__Requirement__:
Reproduce all of the rows below word for word, leaving the pictures out of your answer.

__Point labels for objects__:
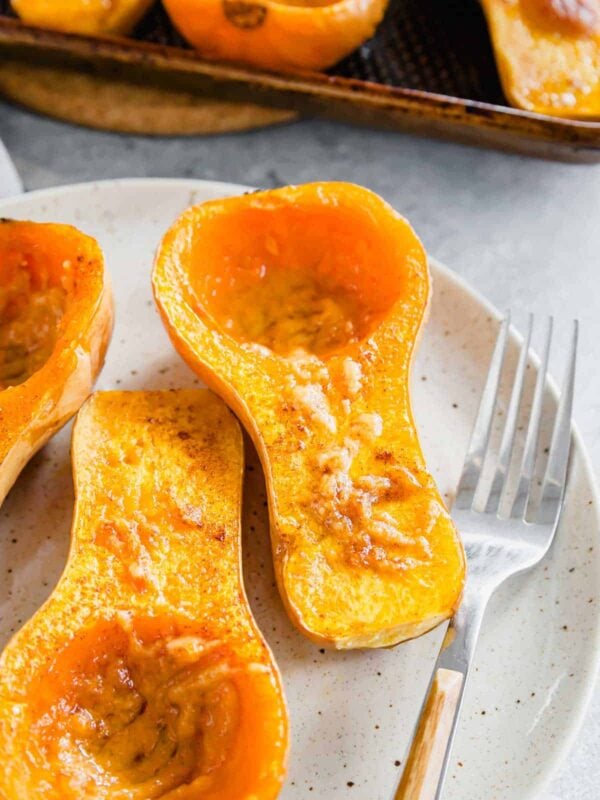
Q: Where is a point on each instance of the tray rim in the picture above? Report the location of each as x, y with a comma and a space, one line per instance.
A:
314, 93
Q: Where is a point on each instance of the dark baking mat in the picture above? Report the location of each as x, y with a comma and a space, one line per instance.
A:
439, 46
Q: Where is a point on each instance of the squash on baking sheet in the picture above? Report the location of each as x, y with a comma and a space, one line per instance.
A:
55, 325
144, 675
277, 34
83, 16
548, 54
301, 307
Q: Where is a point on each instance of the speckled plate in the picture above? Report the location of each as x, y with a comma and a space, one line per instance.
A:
352, 713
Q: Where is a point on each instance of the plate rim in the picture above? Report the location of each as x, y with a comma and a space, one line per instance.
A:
584, 696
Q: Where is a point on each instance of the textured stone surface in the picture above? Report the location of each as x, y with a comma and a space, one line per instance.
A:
525, 233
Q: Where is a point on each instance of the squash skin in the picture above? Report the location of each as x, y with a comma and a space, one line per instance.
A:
548, 54
32, 411
274, 34
158, 480
78, 16
351, 589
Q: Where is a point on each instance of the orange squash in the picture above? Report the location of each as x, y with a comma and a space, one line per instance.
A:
144, 675
301, 307
91, 17
277, 34
548, 54
55, 324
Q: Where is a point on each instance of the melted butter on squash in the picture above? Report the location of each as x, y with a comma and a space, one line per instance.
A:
143, 712
287, 310
567, 17
372, 519
29, 320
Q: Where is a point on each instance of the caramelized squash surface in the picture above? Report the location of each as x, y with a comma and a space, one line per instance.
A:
548, 54
55, 324
144, 675
83, 16
277, 34
301, 307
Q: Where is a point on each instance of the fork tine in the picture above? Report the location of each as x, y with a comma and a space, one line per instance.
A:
480, 437
499, 482
556, 469
533, 431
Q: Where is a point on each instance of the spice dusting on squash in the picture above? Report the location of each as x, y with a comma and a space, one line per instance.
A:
277, 34
548, 54
144, 675
365, 552
55, 324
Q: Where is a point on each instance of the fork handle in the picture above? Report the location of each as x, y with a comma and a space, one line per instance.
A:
425, 767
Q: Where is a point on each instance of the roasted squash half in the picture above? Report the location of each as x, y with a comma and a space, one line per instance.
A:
89, 17
277, 34
144, 675
55, 324
301, 307
548, 54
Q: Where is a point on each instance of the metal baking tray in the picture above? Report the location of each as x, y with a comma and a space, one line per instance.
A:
429, 70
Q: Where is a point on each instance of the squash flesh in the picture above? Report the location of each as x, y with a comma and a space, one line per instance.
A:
365, 552
83, 16
56, 307
144, 675
548, 54
276, 34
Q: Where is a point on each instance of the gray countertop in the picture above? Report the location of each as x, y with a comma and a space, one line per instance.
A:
525, 233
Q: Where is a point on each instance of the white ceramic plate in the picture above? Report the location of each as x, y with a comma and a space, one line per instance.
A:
352, 713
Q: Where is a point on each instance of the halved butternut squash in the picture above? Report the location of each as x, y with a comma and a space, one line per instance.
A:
83, 16
277, 34
55, 325
301, 307
144, 675
548, 54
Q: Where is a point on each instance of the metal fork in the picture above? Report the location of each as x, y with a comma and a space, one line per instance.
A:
497, 544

__Output for this task__:
Q: Where is a point on each instance of the tray rim in the picture above? Report the location of each as x, y with a comma and a space, one line per instance.
A:
314, 93
Q: Where is a point on each instance of the dark baking mat in the picture above? Report the location of each as x, y with a comma and a space, one line per instance.
A:
439, 46
Q: Where is a point on each instance of the squash on baking sheet in the picture above? Report the location of each as x, y with a comma and a space, one line per instance.
A:
55, 325
144, 675
277, 34
83, 16
548, 54
301, 307
Q: Where is a point on each instance of the speckled plate in the picture above? Report the location of each as x, y with a comma and a space, one line per instance.
A:
352, 713
Q: Where is a point on each instance of the plate rim in the picture above? Report the location of each as x, y with a comma and a space, one line per instance.
A:
584, 696
Q: Where is a point on each instance of the textured stone surface in the picture above? Report the location of each as x, y with a comma and a space, one line per instance.
A:
525, 233
Q: Where is a point on each instance of the squash skin in the picture above? Report the location of each as x, y with a comma and a space, one line per instance.
A:
548, 54
32, 411
274, 34
158, 480
78, 16
351, 589
Q: Where is a point on each instance of the orange squash in the picture above? Report the location of each as x, y with a comma and a space, one line per instance.
A:
144, 675
301, 307
91, 17
277, 34
548, 54
55, 324
Q: Where is a point on each instance of the melted butter on squash in the picture above? Report the location of each as x, y with a comma and a space, one line per instance.
A:
143, 712
287, 310
567, 17
372, 519
29, 320
Q: Where is a point on each instance of the caramelized squash surface in the picture above? Report the location of each as x, y with a comma and a space, one line per instance.
A:
548, 54
55, 324
144, 675
83, 16
277, 34
301, 307
Q: Where is a point on each instance of the fork tine in the picture above? Report the location of each as x, y with a comma and a space, one line per instance.
A:
480, 437
499, 482
556, 469
533, 431
Q: Where is a point on each instance of the spice dusting on squash in the picture above? Report the location of each as x, y with a comma and a space, one line per instance.
A:
277, 34
548, 54
144, 675
365, 552
55, 324
Q: Where is a point on each instance of the fork handle in the picture above? Report the location of each as x, y with a comma and a space, one line per instance.
A:
425, 767
Q: Where is a point on each instance of the roasted squash half in the picture above? Report the location of each as x, y with a comma and a space, one line per instance.
A:
89, 17
277, 34
144, 675
55, 324
301, 307
548, 54
Q: Where is a point on each instance of the metal baking tray in the picture above? Report the location of each as x, y with a comma and a space, one line per instance.
A:
429, 70
Q: Where is a point on each instance of the squash flesh in the picture above? Report the location of each as x, y with a comma and a space, one line per instance.
A:
365, 552
83, 16
56, 307
144, 675
548, 54
276, 34
Q: Where is a point on each instance of the gray countertop in the picture above? Report the location of each as x, y with a comma and a space, one line per instance.
A:
525, 233
Q: Where is a point on each instance of the white ceramic plate in the picture above? Report the location of each as x, y with a comma and a space, one line per instance.
A:
352, 713
Q: Where is a point on each instance of the halved butternut squash in the picture above? Report the location of each as x, y with a comma and a space, one line per instance.
A:
83, 16
277, 34
55, 325
301, 307
144, 675
548, 54
Q: Where is a point on each instance of the metal fork in the picture above? Report the location of each as x, y with a comma and a space, one line per instance.
A:
497, 544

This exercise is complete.